··· Input

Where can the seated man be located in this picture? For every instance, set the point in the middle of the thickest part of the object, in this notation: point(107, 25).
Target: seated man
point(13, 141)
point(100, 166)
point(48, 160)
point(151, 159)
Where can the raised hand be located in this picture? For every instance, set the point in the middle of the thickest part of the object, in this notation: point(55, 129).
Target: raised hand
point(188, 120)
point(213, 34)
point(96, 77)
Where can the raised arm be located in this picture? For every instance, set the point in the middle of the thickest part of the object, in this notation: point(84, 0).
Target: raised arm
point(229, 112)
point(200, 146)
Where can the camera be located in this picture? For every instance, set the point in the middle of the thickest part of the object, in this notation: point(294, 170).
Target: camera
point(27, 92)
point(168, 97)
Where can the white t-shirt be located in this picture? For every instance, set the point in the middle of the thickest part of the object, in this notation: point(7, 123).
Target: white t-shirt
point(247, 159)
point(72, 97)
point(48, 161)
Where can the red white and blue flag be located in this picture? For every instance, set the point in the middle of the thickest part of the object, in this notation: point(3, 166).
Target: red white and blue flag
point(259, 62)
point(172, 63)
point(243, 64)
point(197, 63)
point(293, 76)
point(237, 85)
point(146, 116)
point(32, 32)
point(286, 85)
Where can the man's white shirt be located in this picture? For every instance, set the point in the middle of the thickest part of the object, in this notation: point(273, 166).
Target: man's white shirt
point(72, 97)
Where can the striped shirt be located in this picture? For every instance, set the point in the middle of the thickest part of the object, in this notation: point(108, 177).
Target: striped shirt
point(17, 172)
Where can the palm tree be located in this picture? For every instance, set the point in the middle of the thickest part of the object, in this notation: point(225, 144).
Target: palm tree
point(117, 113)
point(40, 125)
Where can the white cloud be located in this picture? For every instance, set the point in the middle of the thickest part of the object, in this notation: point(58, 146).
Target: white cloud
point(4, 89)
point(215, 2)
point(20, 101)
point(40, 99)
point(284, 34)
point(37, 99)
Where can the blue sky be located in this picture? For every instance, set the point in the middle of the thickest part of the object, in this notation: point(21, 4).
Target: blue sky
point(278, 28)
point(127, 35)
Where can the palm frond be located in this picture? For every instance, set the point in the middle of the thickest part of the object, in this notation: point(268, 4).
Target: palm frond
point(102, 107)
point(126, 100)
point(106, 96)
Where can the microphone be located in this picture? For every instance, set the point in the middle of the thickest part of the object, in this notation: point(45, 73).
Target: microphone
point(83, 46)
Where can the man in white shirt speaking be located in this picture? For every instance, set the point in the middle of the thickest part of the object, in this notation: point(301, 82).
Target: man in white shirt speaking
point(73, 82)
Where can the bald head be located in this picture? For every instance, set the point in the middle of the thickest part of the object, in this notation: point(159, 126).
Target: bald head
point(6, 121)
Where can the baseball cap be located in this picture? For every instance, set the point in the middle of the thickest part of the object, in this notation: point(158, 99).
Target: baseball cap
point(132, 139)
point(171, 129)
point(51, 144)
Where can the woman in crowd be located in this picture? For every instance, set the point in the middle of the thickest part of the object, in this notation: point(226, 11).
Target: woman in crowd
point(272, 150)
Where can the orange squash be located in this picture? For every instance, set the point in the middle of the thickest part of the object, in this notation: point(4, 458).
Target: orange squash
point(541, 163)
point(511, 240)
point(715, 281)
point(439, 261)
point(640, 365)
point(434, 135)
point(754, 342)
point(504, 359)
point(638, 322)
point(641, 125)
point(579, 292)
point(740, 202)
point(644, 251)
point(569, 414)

······

- To be done -
Lay out every line of the rows above as a Markdown table with two columns, Line No and Entry. Number each line and leave out blank lines.

- Written solution -
| Line No | Entry |
|---|---|
| 1 | Where can the seated man be located in this picture? For every instance, set the point in the middle of the thickest part of the object, in this notation: point(107, 25). |
| 2 | Target: seated man |
| 3 | point(13, 141) |
| 4 | point(100, 166) |
| 5 | point(48, 160) |
| 6 | point(151, 159) |
| 7 | Where can the raised hand be located in this picture? For every instance, set the point in the middle of the thickest part of the object, in this notation: point(55, 129). |
| 8 | Target: raised hand |
| 9 | point(188, 120) |
| 10 | point(213, 34) |
| 11 | point(96, 77) |
| 12 | Where can the raised arm be located in this picture? For every instance, set the point in the middle of the thickest part of the object, in this notation: point(84, 0). |
| 13 | Target: raised arm |
| 14 | point(229, 112) |
| 15 | point(200, 146) |
| 16 | Where can the camera be located in this picture? For every instance, set the point in the middle of the thickest part of the object, in this notation: point(294, 170). |
| 17 | Target: camera |
| 18 | point(27, 92) |
| 19 | point(168, 97) |
| 20 | Where can the white t-shirt be located in this picture? For every instance, set the point in the middle of the thickest part of the object, in this notation: point(7, 123). |
| 21 | Target: white t-shirt |
| 22 | point(247, 159) |
| 23 | point(72, 97) |
| 24 | point(48, 161) |
| 25 | Where can the red white and blue flag be located in this picture? For every instance, set the point in the middle of the thickest part of the object, in this notation: point(3, 166). |
| 26 | Target: red white and blue flag |
| 27 | point(259, 62) |
| 28 | point(172, 63) |
| 29 | point(243, 64) |
| 30 | point(197, 63) |
| 31 | point(293, 76) |
| 32 | point(237, 85) |
| 33 | point(146, 116) |
| 34 | point(32, 32) |
| 35 | point(286, 85) |
| 36 | Where can the man's white shirt be located in this picture? For every instance, set the point in the middle of the thickest part of the object, in this notation: point(273, 166). |
| 37 | Target: man's white shirt |
| 38 | point(72, 97) |
| 39 | Where can the striped shirt be located in this picture? For every instance, set the point in the middle of the thickest part of the object, in this notation: point(108, 177). |
| 40 | Target: striped shirt |
| 41 | point(17, 172) |
| 42 | Where can the palm tree be located in this picture? For every instance, set the point in the middle of the thickest part of the object, in this notation: point(225, 144). |
| 43 | Target: palm tree |
| 44 | point(117, 113) |
| 45 | point(40, 125) |
| 46 | Where can the white cloud be located in this picture? For every instance, set the point in the middle of the thickest part of the object, in this notation: point(58, 146). |
| 47 | Target: white cloud |
| 48 | point(4, 89) |
| 49 | point(215, 2) |
| 50 | point(20, 101) |
| 51 | point(40, 99) |
| 52 | point(284, 34) |
| 53 | point(37, 99) |
| 54 | Where can the blue sky be located in this picture? For every instance, set the point in the middle of the thickest part of the object, in this notation: point(21, 4). |
| 55 | Target: blue sky |
| 56 | point(278, 28) |
| 57 | point(127, 35) |
| 58 | Where can the palm frond be located in this picture? For every instance, set the point in the middle of the thickest part of the object, in this notation: point(268, 4). |
| 59 | Target: palm frond |
| 60 | point(102, 107) |
| 61 | point(126, 100) |
| 62 | point(106, 96) |
| 63 | Where can the microphone be located in this picture? For every instance, set the point in the middle of the thickest part of the object, in this notation: point(45, 73). |
| 64 | Target: microphone |
| 65 | point(83, 46) |
| 66 | Where can the man in white shirt speaking be located in this picture? For every instance, set the point in the middle of the thickest part of the object, in this notation: point(301, 82). |
| 67 | Target: man in white shirt speaking |
| 68 | point(73, 82) |
| 69 | Where can the bald head be located in this picture? For every instance, set the point in the middle of the thickest part of the object, in this notation: point(159, 126). |
| 70 | Target: bald head |
| 71 | point(6, 121) |
| 72 | Where can the baseball cap be located in this picture? For every instance, set the point in the middle of the thickest part of the object, in this notation: point(158, 99). |
| 73 | Target: baseball cap |
| 74 | point(132, 139) |
| 75 | point(171, 129) |
| 76 | point(51, 144) |
| 77 | Where can the woman in crowd be located in this picture? For every instance, set the point in the middle of the thickest part of the object, in this notation: point(226, 11). |
| 78 | Target: woman in crowd |
| 79 | point(272, 150) |
| 80 | Where can the orange squash be located in this picture? For every instance, set the point in the middle of the thickest part of the object, in this notation: point(4, 458). |
| 81 | Target: orange squash |
| 82 | point(541, 163) |
| 83 | point(511, 240) |
| 84 | point(715, 281) |
| 85 | point(439, 261) |
| 86 | point(640, 365) |
| 87 | point(434, 135) |
| 88 | point(754, 342) |
| 89 | point(504, 359) |
| 90 | point(638, 322) |
| 91 | point(641, 125) |
| 92 | point(579, 292) |
| 93 | point(740, 202) |
| 94 | point(644, 251) |
| 95 | point(569, 414) |